◆ **WHAT TO DO**:
Taking the listing below line by line, tally those that contain the string "metal". Give the total alone.

◆ **INFORMATION SHOWN**:
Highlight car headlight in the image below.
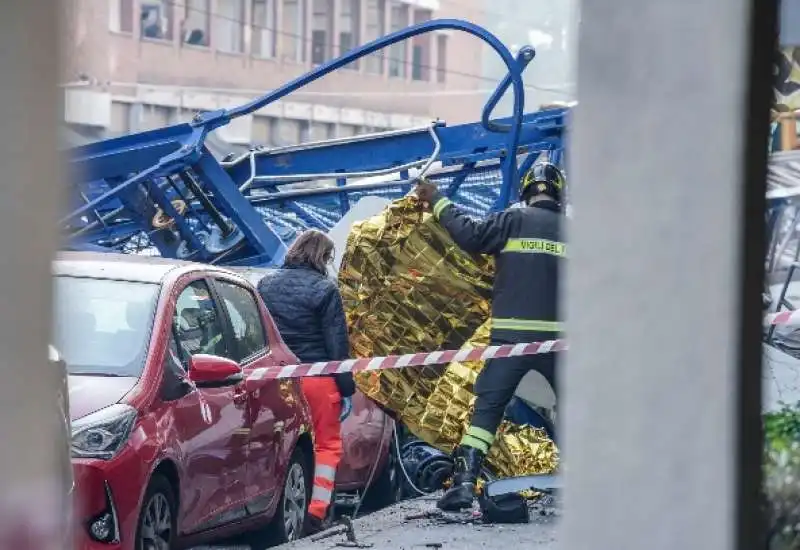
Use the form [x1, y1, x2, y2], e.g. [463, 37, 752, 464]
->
[71, 404, 137, 460]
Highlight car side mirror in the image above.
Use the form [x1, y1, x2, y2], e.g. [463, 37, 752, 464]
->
[189, 354, 244, 388]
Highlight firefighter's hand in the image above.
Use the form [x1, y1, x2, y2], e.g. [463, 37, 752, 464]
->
[415, 181, 437, 209]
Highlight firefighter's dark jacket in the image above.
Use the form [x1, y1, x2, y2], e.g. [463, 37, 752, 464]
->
[431, 192, 564, 343]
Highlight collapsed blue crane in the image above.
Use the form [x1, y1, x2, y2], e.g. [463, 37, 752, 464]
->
[62, 19, 569, 267]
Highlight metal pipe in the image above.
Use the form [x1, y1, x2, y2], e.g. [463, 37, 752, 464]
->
[481, 47, 536, 133]
[167, 175, 211, 233]
[67, 206, 127, 238]
[239, 122, 442, 188]
[179, 172, 234, 237]
[222, 124, 436, 168]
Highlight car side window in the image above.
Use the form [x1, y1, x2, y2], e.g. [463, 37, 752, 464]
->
[214, 280, 268, 363]
[173, 280, 229, 366]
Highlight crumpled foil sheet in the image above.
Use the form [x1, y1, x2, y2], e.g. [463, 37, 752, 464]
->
[338, 197, 558, 478]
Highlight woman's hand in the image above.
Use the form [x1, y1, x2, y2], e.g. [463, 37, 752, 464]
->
[339, 396, 353, 422]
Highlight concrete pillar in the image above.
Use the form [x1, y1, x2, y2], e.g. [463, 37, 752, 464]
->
[275, 0, 285, 59]
[404, 5, 413, 82]
[429, 29, 438, 84]
[244, 0, 254, 55]
[561, 1, 775, 549]
[332, 0, 342, 60]
[358, 0, 367, 73]
[0, 1, 71, 549]
[381, 0, 391, 78]
[303, 0, 313, 63]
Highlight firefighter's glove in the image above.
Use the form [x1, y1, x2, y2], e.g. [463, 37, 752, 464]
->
[340, 396, 352, 422]
[415, 181, 437, 210]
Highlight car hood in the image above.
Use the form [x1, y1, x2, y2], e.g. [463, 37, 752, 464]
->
[67, 375, 138, 421]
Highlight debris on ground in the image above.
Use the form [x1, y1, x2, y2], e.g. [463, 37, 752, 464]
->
[274, 494, 560, 550]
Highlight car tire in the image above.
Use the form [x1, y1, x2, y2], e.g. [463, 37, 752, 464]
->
[363, 437, 403, 510]
[248, 446, 311, 549]
[135, 474, 177, 550]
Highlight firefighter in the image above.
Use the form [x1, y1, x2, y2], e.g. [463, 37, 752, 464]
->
[415, 161, 566, 512]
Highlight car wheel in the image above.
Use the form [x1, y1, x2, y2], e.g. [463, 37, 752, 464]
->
[363, 437, 403, 510]
[135, 474, 177, 550]
[248, 447, 310, 549]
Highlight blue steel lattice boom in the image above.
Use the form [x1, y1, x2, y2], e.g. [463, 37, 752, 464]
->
[62, 19, 568, 267]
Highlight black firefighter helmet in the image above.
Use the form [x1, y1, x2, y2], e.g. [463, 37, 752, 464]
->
[521, 162, 565, 204]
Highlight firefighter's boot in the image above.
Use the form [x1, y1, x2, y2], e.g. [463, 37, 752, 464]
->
[437, 445, 484, 512]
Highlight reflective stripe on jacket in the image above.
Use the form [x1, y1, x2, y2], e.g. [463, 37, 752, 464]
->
[431, 192, 565, 343]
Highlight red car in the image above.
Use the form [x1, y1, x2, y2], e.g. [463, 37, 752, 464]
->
[55, 252, 398, 550]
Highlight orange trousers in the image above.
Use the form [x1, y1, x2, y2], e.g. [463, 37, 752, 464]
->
[301, 376, 343, 520]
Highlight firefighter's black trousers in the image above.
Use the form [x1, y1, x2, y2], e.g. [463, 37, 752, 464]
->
[470, 334, 558, 440]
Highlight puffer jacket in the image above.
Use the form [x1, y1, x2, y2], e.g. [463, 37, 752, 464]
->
[257, 262, 356, 397]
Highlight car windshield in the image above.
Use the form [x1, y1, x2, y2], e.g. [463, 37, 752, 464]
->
[53, 276, 160, 377]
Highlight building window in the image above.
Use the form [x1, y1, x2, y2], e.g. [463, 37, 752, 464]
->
[140, 105, 173, 131]
[364, 0, 385, 75]
[411, 9, 431, 81]
[388, 1, 409, 78]
[215, 0, 246, 53]
[327, 124, 338, 139]
[309, 122, 333, 141]
[338, 124, 358, 137]
[340, 0, 361, 69]
[140, 1, 174, 41]
[312, 0, 334, 65]
[252, 0, 276, 57]
[251, 115, 273, 145]
[282, 0, 307, 62]
[110, 0, 134, 33]
[109, 102, 132, 136]
[271, 118, 303, 145]
[181, 0, 210, 46]
[436, 34, 447, 83]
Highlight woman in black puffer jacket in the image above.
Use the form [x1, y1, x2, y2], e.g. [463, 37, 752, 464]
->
[257, 229, 355, 532]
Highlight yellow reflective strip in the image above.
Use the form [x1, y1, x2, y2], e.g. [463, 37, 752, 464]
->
[466, 425, 495, 445]
[432, 197, 453, 220]
[200, 334, 223, 353]
[503, 238, 566, 257]
[461, 434, 490, 454]
[491, 318, 563, 332]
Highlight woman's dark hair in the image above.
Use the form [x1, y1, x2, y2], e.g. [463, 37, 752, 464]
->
[283, 229, 335, 274]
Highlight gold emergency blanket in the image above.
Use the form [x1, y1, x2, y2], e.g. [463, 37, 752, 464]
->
[775, 47, 800, 113]
[338, 196, 558, 478]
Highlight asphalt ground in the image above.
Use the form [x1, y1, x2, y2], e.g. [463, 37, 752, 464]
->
[191, 494, 560, 550]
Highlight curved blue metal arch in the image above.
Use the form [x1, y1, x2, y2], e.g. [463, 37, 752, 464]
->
[481, 46, 536, 134]
[192, 18, 529, 210]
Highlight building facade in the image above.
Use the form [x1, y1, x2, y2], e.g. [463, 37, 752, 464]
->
[62, 0, 488, 149]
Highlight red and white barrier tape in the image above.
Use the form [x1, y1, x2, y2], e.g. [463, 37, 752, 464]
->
[765, 310, 800, 326]
[247, 338, 568, 381]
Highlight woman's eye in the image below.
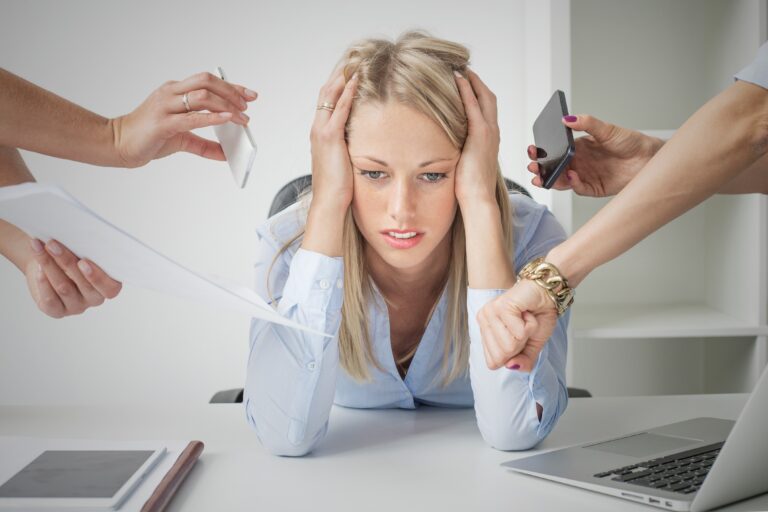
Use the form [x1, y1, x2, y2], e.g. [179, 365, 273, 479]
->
[421, 172, 446, 182]
[361, 170, 386, 180]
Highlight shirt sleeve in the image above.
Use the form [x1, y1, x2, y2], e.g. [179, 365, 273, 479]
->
[243, 215, 344, 457]
[735, 42, 768, 90]
[466, 199, 570, 451]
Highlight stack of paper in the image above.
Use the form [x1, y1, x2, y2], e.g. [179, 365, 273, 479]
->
[0, 183, 328, 337]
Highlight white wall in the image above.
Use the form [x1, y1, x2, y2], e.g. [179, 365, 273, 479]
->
[0, 0, 531, 405]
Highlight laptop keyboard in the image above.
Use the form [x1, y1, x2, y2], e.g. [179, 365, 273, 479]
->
[593, 442, 723, 495]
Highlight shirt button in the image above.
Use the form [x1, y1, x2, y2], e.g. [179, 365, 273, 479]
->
[319, 279, 330, 290]
[306, 361, 317, 371]
[336, 279, 343, 289]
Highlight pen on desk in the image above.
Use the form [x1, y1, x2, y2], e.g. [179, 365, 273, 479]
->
[141, 440, 205, 512]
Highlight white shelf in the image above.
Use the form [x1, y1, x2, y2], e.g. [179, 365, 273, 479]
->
[573, 303, 768, 339]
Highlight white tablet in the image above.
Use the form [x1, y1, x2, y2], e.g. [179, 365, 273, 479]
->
[213, 66, 256, 189]
[0, 447, 165, 510]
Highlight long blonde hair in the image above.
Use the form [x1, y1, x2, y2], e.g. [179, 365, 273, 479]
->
[270, 31, 513, 385]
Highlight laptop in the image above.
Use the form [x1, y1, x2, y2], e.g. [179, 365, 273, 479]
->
[503, 365, 768, 511]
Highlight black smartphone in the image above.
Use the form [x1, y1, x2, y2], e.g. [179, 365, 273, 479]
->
[532, 90, 575, 189]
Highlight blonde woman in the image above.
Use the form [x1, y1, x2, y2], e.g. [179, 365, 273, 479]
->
[245, 32, 570, 456]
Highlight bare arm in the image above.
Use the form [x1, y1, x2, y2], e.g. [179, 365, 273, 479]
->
[0, 68, 256, 170]
[0, 146, 35, 270]
[0, 69, 121, 166]
[548, 80, 768, 285]
[718, 146, 768, 194]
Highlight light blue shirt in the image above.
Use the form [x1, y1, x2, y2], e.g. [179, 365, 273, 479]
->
[244, 192, 570, 456]
[735, 41, 768, 89]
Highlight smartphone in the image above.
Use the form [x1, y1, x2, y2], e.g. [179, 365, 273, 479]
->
[213, 67, 256, 189]
[532, 90, 575, 189]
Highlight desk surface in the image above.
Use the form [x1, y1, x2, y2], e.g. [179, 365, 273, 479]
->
[1, 394, 766, 512]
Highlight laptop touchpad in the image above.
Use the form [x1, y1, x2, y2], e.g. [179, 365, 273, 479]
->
[584, 433, 701, 458]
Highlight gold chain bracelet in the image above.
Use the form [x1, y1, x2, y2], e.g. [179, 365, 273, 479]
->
[517, 257, 575, 316]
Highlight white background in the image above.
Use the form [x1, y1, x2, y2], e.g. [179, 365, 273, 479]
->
[0, 0, 536, 405]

◆ **WRITTEN RESPONSE**:
2